Stored data entries
----

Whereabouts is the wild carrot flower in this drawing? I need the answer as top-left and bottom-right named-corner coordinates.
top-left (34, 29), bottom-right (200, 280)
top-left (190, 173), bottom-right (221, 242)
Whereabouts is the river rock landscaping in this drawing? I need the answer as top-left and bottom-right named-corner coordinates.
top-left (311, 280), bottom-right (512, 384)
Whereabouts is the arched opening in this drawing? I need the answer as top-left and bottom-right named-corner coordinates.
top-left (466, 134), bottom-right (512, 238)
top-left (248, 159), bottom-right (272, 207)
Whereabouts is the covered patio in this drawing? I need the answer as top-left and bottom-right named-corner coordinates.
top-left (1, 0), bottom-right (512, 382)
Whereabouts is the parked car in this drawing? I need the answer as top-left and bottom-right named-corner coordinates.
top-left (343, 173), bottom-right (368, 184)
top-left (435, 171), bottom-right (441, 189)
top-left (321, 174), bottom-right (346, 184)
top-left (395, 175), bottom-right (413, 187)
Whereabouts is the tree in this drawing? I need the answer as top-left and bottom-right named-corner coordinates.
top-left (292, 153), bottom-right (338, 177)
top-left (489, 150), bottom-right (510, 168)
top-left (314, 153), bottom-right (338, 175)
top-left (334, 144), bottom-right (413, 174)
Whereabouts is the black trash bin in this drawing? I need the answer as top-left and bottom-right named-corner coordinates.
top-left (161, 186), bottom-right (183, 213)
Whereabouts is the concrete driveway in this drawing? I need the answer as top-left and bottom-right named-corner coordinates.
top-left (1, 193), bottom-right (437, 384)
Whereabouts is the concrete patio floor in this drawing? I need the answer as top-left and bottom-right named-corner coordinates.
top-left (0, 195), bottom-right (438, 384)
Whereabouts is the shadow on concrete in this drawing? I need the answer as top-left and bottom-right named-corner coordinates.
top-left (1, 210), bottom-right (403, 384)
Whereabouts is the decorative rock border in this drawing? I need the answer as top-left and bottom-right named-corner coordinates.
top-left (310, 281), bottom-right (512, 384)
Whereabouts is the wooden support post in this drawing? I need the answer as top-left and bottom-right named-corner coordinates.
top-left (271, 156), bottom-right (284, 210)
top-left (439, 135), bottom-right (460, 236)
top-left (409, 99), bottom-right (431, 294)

----

Each record is to be restated word for word.

Whereabouts is the wild carrot flower in this drawing? I need the answer as top-left and bottom-right named-corner coordinates.
top-left (34, 29), bottom-right (200, 280)
top-left (190, 173), bottom-right (221, 242)
Whereabouts is the river rock landscaping in this drawing? I need the answer as top-left and bottom-right named-corner coordinates.
top-left (311, 280), bottom-right (512, 384)
Whereabouts is the arched opening in this drawing? I need the answer as top-left and bottom-right named-corner coordinates.
top-left (466, 134), bottom-right (512, 238)
top-left (248, 159), bottom-right (272, 207)
Whereabouts is the covered patio in this drawing? I need the answer as top-left and bottom-right named-corner coordinates.
top-left (1, 0), bottom-right (512, 382)
Whereabouts is the parked car in this drawing? I need the answer as top-left and bottom-right named-corner coordinates.
top-left (343, 173), bottom-right (368, 184)
top-left (435, 171), bottom-right (441, 189)
top-left (321, 174), bottom-right (346, 184)
top-left (395, 175), bottom-right (413, 187)
Whereabouts is the tree in this drawing? I need the answer as top-left and bottom-right named-corner coordinates.
top-left (292, 153), bottom-right (338, 177)
top-left (489, 150), bottom-right (510, 168)
top-left (314, 153), bottom-right (338, 175)
top-left (334, 144), bottom-right (413, 174)
Whereabouts is the black trash bin in this drawing? I need the answer as top-left and bottom-right named-corner coordinates.
top-left (161, 186), bottom-right (183, 213)
Whereabouts is the concrete driveway in this drawing? I need the answer as top-left and bottom-right named-corner coordinates.
top-left (1, 193), bottom-right (437, 384)
Whereabouts is the concrete patio floor in this drawing? I need the answer as top-left and bottom-right named-corner coordinates.
top-left (0, 195), bottom-right (438, 384)
Whereabouts is the shadow on concrete in this drawing? I need the answer as top-left and bottom-right named-corner coordinates.
top-left (1, 210), bottom-right (403, 384)
Whereabouts is the decorative rock border in this drawing? I need the answer as top-left and bottom-right named-corner coordinates.
top-left (310, 281), bottom-right (512, 384)
Whereabouts is the wooden support post in this drawing? I need the answer as top-left and bottom-right named-corner coordinates.
top-left (271, 156), bottom-right (284, 210)
top-left (439, 135), bottom-right (460, 236)
top-left (409, 99), bottom-right (431, 294)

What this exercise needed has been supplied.